### RECORD EXTRACTS:
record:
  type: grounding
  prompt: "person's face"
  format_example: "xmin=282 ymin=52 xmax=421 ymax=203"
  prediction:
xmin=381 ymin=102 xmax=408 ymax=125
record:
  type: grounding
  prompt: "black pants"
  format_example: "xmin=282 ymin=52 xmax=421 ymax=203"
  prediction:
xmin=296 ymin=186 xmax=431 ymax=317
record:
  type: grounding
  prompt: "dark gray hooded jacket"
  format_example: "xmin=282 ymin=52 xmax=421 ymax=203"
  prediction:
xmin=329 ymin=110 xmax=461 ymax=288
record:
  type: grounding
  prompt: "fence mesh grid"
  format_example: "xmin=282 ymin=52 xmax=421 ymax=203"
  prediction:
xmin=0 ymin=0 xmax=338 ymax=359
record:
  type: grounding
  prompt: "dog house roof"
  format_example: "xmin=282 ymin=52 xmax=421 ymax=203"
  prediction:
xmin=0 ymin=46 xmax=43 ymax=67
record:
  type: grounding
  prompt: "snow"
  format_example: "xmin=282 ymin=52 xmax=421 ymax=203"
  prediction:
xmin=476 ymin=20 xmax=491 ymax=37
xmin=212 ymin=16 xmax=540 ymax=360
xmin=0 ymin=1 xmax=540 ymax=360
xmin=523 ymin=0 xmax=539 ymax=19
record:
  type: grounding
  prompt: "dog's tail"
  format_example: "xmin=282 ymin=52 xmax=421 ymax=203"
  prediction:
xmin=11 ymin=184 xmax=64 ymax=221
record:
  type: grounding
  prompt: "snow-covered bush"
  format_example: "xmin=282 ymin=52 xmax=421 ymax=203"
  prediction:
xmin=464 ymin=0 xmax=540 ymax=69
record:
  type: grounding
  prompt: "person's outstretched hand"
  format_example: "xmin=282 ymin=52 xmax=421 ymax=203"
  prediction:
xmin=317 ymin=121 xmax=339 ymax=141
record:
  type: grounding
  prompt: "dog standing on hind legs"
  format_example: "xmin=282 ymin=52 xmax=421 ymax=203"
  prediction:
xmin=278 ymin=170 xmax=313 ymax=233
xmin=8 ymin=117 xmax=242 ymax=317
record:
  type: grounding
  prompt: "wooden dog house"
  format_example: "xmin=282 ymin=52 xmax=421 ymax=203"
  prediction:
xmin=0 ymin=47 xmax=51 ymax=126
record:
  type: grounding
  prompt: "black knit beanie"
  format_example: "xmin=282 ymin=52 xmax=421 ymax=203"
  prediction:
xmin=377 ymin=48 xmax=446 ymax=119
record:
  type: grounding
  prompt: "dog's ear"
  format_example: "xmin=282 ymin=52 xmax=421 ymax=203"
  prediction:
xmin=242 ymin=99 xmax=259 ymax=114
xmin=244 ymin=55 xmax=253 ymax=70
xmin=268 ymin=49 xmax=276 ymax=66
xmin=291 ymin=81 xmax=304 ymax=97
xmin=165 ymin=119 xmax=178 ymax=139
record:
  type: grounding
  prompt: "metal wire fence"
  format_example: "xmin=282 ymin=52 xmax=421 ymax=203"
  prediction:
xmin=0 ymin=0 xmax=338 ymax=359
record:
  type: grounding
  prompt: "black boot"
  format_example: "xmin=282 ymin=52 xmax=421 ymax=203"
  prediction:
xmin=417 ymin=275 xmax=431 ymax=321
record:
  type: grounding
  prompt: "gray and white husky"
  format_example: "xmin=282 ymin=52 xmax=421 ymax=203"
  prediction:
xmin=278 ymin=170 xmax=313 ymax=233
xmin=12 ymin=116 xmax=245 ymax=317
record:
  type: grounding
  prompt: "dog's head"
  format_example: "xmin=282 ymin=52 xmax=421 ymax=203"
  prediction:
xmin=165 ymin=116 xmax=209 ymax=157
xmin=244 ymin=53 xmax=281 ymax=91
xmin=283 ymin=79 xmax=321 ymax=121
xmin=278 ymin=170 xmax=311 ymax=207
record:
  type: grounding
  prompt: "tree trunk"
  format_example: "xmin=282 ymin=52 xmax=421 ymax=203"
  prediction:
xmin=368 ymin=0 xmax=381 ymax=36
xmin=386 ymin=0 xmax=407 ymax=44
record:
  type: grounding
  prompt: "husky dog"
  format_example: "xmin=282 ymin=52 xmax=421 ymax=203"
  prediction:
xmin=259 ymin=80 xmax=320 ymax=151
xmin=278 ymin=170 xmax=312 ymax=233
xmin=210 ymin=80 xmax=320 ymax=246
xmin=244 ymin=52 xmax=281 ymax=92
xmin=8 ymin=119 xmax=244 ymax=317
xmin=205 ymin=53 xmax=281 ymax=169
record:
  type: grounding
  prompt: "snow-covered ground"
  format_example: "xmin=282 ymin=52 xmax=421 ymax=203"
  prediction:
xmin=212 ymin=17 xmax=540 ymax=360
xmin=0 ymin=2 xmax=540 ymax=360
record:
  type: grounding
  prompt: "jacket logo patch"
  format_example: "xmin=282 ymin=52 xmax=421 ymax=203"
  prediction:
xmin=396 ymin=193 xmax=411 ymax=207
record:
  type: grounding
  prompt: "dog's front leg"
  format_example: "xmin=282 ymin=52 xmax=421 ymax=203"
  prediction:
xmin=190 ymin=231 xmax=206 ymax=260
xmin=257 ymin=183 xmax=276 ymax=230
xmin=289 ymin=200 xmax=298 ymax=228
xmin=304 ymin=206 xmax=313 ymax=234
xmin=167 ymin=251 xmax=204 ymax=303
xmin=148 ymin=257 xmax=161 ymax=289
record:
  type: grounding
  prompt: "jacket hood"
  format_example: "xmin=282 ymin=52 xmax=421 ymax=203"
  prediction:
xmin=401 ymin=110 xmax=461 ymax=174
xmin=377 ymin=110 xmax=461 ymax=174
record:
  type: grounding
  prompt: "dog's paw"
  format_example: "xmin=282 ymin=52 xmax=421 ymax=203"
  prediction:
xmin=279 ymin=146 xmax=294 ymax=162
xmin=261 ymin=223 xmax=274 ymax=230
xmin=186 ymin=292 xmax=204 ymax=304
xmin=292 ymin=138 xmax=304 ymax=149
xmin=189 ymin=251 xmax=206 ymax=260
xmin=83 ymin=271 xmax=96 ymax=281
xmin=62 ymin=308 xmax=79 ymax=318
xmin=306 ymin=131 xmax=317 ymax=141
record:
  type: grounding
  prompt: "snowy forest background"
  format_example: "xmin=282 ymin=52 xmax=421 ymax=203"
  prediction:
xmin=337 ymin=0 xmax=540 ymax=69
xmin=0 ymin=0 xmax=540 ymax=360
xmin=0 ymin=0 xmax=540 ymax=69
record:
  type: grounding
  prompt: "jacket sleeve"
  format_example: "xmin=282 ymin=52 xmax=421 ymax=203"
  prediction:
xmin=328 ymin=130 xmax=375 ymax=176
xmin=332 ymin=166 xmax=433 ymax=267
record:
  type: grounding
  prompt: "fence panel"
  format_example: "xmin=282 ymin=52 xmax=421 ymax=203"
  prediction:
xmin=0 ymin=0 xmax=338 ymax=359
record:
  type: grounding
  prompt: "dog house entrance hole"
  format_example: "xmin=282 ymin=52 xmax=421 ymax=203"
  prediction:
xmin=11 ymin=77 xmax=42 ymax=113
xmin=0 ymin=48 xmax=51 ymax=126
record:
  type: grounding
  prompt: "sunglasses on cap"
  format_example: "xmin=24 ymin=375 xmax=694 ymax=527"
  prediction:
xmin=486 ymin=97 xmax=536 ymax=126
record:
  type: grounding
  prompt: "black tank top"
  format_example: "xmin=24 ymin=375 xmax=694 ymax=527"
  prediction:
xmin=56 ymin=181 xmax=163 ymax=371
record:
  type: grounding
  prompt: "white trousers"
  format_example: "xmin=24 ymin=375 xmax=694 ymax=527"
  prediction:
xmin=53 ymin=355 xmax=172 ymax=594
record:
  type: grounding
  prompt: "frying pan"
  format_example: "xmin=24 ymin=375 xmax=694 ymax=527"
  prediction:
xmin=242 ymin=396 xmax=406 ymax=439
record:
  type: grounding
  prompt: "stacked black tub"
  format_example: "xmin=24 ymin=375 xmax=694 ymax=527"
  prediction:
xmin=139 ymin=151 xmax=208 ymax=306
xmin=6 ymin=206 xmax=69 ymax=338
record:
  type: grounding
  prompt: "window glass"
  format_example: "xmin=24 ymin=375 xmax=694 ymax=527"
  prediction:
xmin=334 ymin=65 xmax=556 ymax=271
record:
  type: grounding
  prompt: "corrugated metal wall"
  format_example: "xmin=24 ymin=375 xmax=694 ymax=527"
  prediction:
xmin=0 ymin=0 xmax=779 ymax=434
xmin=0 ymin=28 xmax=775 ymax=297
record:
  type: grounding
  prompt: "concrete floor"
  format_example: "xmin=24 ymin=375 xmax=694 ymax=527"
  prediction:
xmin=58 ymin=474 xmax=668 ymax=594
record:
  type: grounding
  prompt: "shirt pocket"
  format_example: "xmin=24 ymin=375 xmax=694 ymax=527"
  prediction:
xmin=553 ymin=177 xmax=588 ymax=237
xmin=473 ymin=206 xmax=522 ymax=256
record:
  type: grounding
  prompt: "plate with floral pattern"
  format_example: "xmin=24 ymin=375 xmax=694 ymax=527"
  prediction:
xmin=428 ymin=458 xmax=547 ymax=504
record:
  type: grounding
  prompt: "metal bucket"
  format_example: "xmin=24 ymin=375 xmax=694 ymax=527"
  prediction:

### STATED EXERCISE:
Extract every line of the records above that contains the string "fence", and keep each line in its original form. Matching is case-sensitive.

### PROBLEM SOLUTION:
  prompt: "fence mesh grid"
  prompt: "metal wire fence"
  prompt: "fence panel"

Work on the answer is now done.